Prompt
Reproduce the part of the John Buckley text below, starting with "John Buckley (b.1951)" and going on through "of John Buckley.".

Excerpted text
John Buckley (b.1951) Piano Music Silent for many years and with few composers that immediately spring to mind, Ireland now has a new generation of young...
John
Buckley (b.1951)
Piano
Music
Silent for
many years and with few composers that immediately spring to mind, Ireland now
has a new generation of young composers beginning to make its mark in the
second half of the twentieth century. Tempting as it may be to look to the
Nocturnes of John Field for the inspiration of all Irish piano music, one of
the new and original voices, far from the days of those early Romantics, is
that of John Buckley.
Born in
County Limerick, between hills, seas and the Shannon, far from the urban bustle
that shapes so much contemporary music, Buckley studied flute and composition
at the Royal Irish Academy of Music with Doris Keogh and James Wilson. After
studies in Ireland he became a pupil of the Welsh composer, Alun Hoddinott and
the American innovationist, John Cage. Initially a teacher, after 1982 he
devoted himself to full-time composition. He has produced a wide range of works
ranging from solo piano pieces to full scale orchestral works, of which his
First Symphony and Organ Concerto have already appeared on Marco Polo (8.223876).
Success can
be judged by the commissions Buckley has been given, not only the Organ
Concerto written for the National Concert Hall in Dublin, but also such diverse
works as Rivers of Paradise ( for the official opening of the University of
Limerick Concert Hall), the chamber opera The Words upon the Window Pane (for
Opera Theatre Company) and the Maynooth Te Deum (written for the bicentenary of
the Maynooth College and first performed in the National Concert Hall in 1995).
More recently, Buckley has written his Saxophone Concerto for Kenneth Edge and
the Irish Chamber Orchestra as well as the orchestral A Mirror into the Light,
composed as recently as 1999 for Camerata Ireland.

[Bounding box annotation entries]
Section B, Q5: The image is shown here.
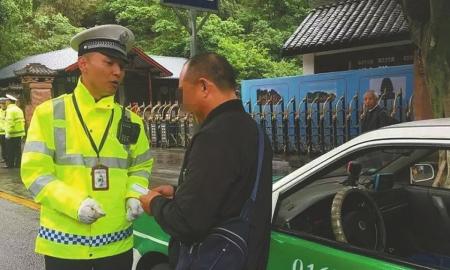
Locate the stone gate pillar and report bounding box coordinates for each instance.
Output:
[14,63,57,127]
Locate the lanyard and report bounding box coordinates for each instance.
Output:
[72,93,114,162]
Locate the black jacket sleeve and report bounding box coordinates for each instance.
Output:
[151,132,238,243]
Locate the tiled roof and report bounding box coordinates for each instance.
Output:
[0,48,78,80]
[14,63,58,76]
[282,0,410,56]
[0,48,187,80]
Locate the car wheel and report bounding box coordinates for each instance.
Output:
[331,187,386,251]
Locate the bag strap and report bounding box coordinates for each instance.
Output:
[240,124,264,221]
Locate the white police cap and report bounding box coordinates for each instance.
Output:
[70,24,134,62]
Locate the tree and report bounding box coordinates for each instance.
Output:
[401,0,450,117]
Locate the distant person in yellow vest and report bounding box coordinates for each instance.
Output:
[0,97,6,162]
[21,25,153,270]
[5,95,25,168]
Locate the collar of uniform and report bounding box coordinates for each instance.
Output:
[202,99,244,126]
[74,79,114,110]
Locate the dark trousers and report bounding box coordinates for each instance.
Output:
[0,134,6,161]
[44,249,133,270]
[5,137,22,168]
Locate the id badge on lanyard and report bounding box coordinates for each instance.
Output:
[91,164,109,190]
[72,94,114,191]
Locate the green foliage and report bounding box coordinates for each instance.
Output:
[0,0,309,79]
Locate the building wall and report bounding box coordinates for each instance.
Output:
[314,44,414,73]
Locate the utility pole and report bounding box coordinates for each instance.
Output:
[189,9,198,58]
[161,0,219,57]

Right answer
John Buckley (b.1951) Piano Music Silent for many years and with few composers that immediately spring to mind, Ireland now has a new generation of young...
John
Buckley (b.1951)
Piano
Music
Silent for
many years and with few composers that immediately spring to mind, Ireland now
has a new generation of young composers beginning to make its mark in the
second half of the twentieth century. Tempting as it may be to look to the
Nocturnes of John Field for the inspiration of all Irish piano music, one of
the new and original voices, far from the days of those early Romantics, is
that of John Buckley.